(Natural-language object grounding data)
--------------------------------
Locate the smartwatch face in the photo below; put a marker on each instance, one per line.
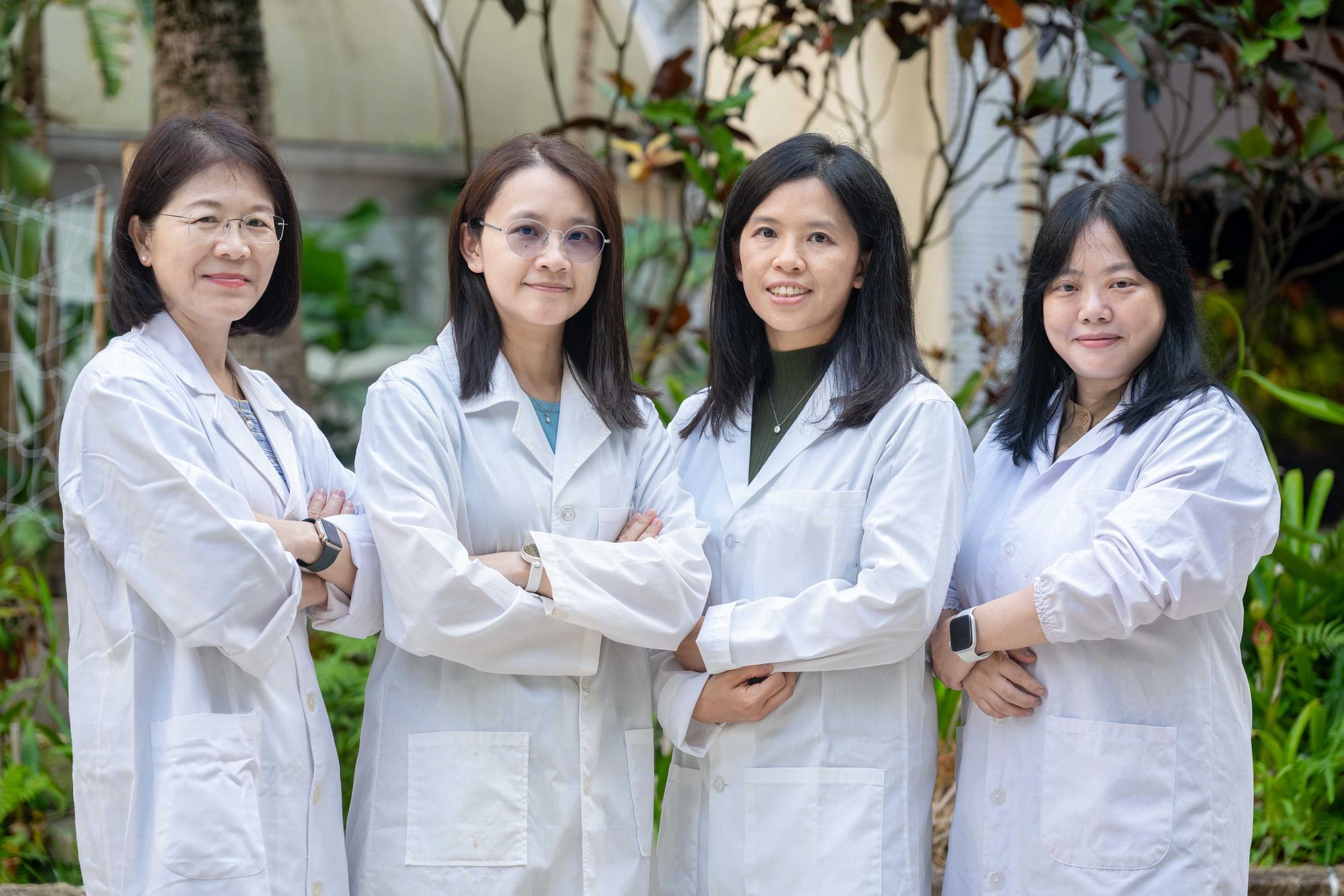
(959, 632)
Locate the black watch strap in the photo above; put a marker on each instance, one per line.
(329, 538)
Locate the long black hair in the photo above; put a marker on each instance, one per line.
(874, 351)
(1174, 370)
(594, 339)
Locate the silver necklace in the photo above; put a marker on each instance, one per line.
(769, 393)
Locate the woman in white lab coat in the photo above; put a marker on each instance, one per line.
(203, 761)
(1121, 500)
(508, 742)
(834, 475)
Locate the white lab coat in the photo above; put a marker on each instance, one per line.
(832, 562)
(203, 760)
(1135, 773)
(507, 742)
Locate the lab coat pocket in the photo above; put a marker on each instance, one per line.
(207, 816)
(809, 536)
(467, 799)
(639, 756)
(678, 864)
(814, 831)
(610, 522)
(1108, 793)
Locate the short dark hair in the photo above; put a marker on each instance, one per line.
(173, 152)
(594, 339)
(874, 348)
(1175, 368)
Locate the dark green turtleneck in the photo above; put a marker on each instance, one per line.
(795, 379)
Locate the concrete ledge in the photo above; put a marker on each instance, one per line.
(1292, 881)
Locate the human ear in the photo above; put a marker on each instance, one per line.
(471, 247)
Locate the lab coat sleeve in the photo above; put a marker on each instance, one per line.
(675, 694)
(437, 601)
(183, 538)
(952, 601)
(360, 613)
(649, 593)
(1203, 512)
(912, 530)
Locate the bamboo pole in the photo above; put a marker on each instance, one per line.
(100, 292)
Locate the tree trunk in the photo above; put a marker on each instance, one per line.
(212, 54)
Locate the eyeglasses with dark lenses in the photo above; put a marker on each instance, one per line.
(528, 238)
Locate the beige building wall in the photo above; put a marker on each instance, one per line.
(366, 71)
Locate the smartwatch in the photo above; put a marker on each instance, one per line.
(961, 633)
(329, 538)
(534, 559)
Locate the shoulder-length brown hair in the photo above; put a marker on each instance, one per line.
(173, 152)
(594, 339)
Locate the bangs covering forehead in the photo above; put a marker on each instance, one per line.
(1175, 368)
(173, 152)
(874, 352)
(594, 340)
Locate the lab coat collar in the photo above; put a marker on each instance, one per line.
(581, 430)
(1100, 436)
(736, 450)
(172, 347)
(163, 335)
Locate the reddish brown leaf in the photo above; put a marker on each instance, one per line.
(1009, 12)
(672, 77)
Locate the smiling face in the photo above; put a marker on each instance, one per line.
(1101, 315)
(534, 294)
(215, 281)
(799, 261)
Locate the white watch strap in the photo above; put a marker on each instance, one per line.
(534, 578)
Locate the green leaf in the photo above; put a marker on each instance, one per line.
(1257, 51)
(1117, 40)
(753, 40)
(24, 169)
(1255, 144)
(1046, 94)
(676, 110)
(1284, 26)
(703, 179)
(109, 43)
(1318, 137)
(1089, 145)
(1316, 406)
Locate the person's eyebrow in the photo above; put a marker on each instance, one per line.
(820, 223)
(211, 203)
(532, 215)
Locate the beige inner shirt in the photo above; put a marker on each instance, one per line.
(1077, 419)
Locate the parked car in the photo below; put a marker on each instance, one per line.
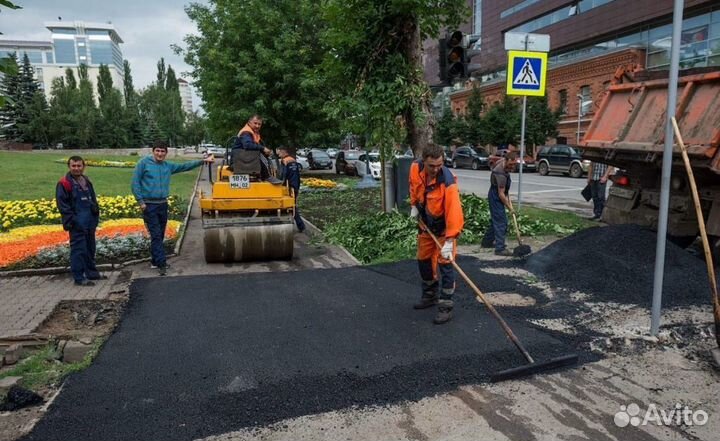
(373, 161)
(319, 160)
(529, 163)
(563, 159)
(467, 156)
(345, 161)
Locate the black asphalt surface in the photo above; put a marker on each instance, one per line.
(617, 263)
(198, 356)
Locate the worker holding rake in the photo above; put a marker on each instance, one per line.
(435, 201)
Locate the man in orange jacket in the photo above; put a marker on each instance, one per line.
(435, 199)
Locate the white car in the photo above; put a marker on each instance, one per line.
(373, 161)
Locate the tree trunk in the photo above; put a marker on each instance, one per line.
(419, 120)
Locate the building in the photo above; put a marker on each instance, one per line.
(185, 95)
(71, 44)
(590, 41)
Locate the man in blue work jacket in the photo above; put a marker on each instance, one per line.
--------------------------------
## Exercise instructions
The answer must restate every entry word for word, with the pictures left out.

## Reply
Locate the smartwatch face in the photo below; put a marker on each instance, one per line.
(959, 632)
Locate the black watch strap in the photo above; put a marker on each instance, one per line.
(329, 538)
Locate the long black hair in the photo above; put a marker on each instance, one per line.
(874, 351)
(1174, 370)
(594, 339)
Locate the silver necklace in the photo above; put a marker on each instance, one per line.
(769, 393)
Locate the woman in white lab coat in the photo above; put a marker on each instance, one per line.
(203, 761)
(1121, 500)
(508, 742)
(834, 475)
Locate the white lab coat in the photo above; put a marker on each instance, one per line.
(832, 562)
(203, 760)
(1135, 773)
(507, 742)
Locate the lab coat pocket in the photo above; put a marker on each instance, one per line.
(207, 816)
(809, 536)
(467, 799)
(639, 756)
(678, 864)
(814, 831)
(610, 522)
(1108, 793)
Locate the short dark hair in the photo above; put a marker on each instance, one per line.
(173, 152)
(594, 339)
(874, 348)
(1175, 368)
Locate the dark green turtleneck in the photo above; put a marker on each instance, one per line.
(795, 379)
Locate the concrete ledge in the photo above; put a marker on each instance, one per line.
(1292, 881)
Locate the human ear in the photo above; put a marker on each instance, one per line.
(471, 247)
Locate the lab coat sleeve in the photo above; put a marker on each instance, one per line.
(675, 694)
(437, 601)
(183, 538)
(952, 601)
(360, 613)
(649, 593)
(1203, 512)
(912, 530)
Locate the bamboo pole in the photo above; put a marker on each instance, one per line.
(100, 292)
Locate the tree trunk in the photo above; put a marker on each instance, one per line.
(212, 54)
Locate the eyeglasses with dark lenses in the photo above; put a marker on each instance, one per line.
(528, 238)
Locate the beige building wall in the photo above; put a marker on each instance, one per line.
(366, 71)
Locate the smartwatch in the photo above; put a marker on each instance, one per line.
(961, 633)
(329, 538)
(534, 559)
Locate the shoulder-length brown hair in the photo above; put a marker on each instance, one per line.
(173, 152)
(594, 339)
Locate the bangs covering forehead in the photo above; put a marker on each instance, one per line.
(1175, 368)
(173, 152)
(874, 352)
(594, 340)
Locate the lab coat collar in the photo above; put a marker on each instance, one per line.
(581, 430)
(1100, 436)
(736, 450)
(172, 347)
(163, 335)
Locate the reddish brown leaf in the photo above; put a marker on each instance, one per line.
(1009, 12)
(672, 77)
Locate the smiling face in the photo above; put a marker on each instance, one per line.
(1101, 315)
(534, 294)
(215, 281)
(799, 261)
Locate the white watch strap in the photo above; put a marker on each instance, one per line.
(534, 578)
Locate the green leaf in the photo above; put a marker on each instance, one per line.
(1257, 51)
(1117, 40)
(753, 40)
(24, 169)
(1255, 144)
(1046, 94)
(676, 110)
(1284, 26)
(703, 179)
(109, 43)
(1318, 137)
(1089, 145)
(1316, 406)
Locate the person's eyebrow in the photo above; put a marker on each instance, one per line.
(820, 223)
(211, 203)
(532, 215)
Locate the beige inner shirt in the photo above; put a marker on each instance, one per line.
(1077, 419)
Locate the parked car in the photo below; put a marker on each instance, one per line.
(373, 161)
(319, 160)
(529, 163)
(563, 159)
(467, 156)
(345, 161)
Locate the black asphalt surface in the photo above; put a marker on each instance, one per line.
(617, 263)
(198, 356)
Locate the worker holding rake in the photo above; put a marker on each instance, one per line.
(435, 201)
Locate the man in orange jacket in the photo above; put a marker on each instance, one per line.
(435, 199)
Locate the white car in the photo above; put a marker on each instance, one per line.
(373, 161)
Locate the tree trunk in the photo above; put a marker on each instance, one per line.
(419, 120)
Locate the building in the photo above; put a marker on each instance, one per line.
(185, 95)
(71, 44)
(590, 41)
Locate the man in blue work jacket in the photo above; put a marker on each instance, one per line.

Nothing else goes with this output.